- [STORED RECORDS]:
•••••

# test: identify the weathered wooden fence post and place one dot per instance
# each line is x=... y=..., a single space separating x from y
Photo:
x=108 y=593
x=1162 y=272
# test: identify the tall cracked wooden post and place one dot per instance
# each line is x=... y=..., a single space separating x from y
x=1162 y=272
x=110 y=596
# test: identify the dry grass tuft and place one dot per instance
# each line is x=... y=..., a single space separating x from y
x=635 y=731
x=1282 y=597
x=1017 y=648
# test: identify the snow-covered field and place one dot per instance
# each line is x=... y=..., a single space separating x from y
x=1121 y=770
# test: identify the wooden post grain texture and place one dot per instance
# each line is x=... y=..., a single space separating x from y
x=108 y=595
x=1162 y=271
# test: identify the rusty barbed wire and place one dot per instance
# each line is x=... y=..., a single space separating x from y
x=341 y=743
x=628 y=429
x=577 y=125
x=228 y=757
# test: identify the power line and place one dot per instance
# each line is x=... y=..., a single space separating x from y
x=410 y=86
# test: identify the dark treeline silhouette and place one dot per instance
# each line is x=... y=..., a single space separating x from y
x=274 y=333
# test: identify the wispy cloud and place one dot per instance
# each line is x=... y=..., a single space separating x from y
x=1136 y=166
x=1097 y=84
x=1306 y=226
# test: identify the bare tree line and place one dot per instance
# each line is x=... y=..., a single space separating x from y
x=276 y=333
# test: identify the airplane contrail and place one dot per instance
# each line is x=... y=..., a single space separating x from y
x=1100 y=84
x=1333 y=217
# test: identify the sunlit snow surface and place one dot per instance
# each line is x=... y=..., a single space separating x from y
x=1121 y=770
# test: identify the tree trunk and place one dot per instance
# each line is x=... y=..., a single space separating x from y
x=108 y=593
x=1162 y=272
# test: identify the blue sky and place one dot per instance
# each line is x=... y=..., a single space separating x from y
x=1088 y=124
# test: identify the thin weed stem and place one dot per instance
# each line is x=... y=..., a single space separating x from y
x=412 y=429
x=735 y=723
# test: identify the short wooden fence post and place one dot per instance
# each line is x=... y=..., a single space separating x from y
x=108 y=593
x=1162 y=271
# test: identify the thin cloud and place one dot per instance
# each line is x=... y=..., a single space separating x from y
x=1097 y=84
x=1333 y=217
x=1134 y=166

•••••

- [TASK DESCRIPTION]:
Starting at the line that contains "# test: identify the airplane" and ending at the last line of the records, can you arrange those lines as a Markdown table with the columns Row and Line, one numbered row per line and blank lines omitted?

- [THE OUTPUT]:
| Row | Line |
|---|---|
| 1 | # test: identify the airplane contrail and place one dot per instance |
| 2 | # each line is x=... y=..., a single space separating x from y |
| 3 | x=1100 y=84 |
| 4 | x=1333 y=217 |
| 5 | # test: identify the sunlit snow surface and place one dot per instance |
| 6 | # each line is x=... y=..., a single space separating x from y |
| 7 | x=1121 y=770 |
| 8 | # test: identify the tree trunk and place one dot per instance |
| 9 | # each line is x=... y=..., a single space separating x from y |
| 10 | x=108 y=593 |
| 11 | x=1162 y=272 |
| 12 | # test: identify the blue sky and place one dot per instance |
| 13 | # each line is x=... y=..., a single space separating x from y |
| 14 | x=1088 y=124 |
| 15 | # test: identify the thin weed stem and place one dot per instance |
| 16 | # each line is x=... y=..., a single space separating x from y |
| 17 | x=412 y=429 |
| 18 | x=735 y=723 |
| 19 | # test: identify the short wooden fence post and place one dot per instance |
| 20 | # each line is x=... y=..., a single space separating x from y |
| 21 | x=108 y=593 |
| 22 | x=1162 y=271 |
| 23 | # test: identify the thin cloud and place one dot per instance |
| 24 | # each line is x=... y=..., a single space separating x from y |
| 25 | x=1097 y=84 |
| 26 | x=1333 y=217 |
| 27 | x=1134 y=166 |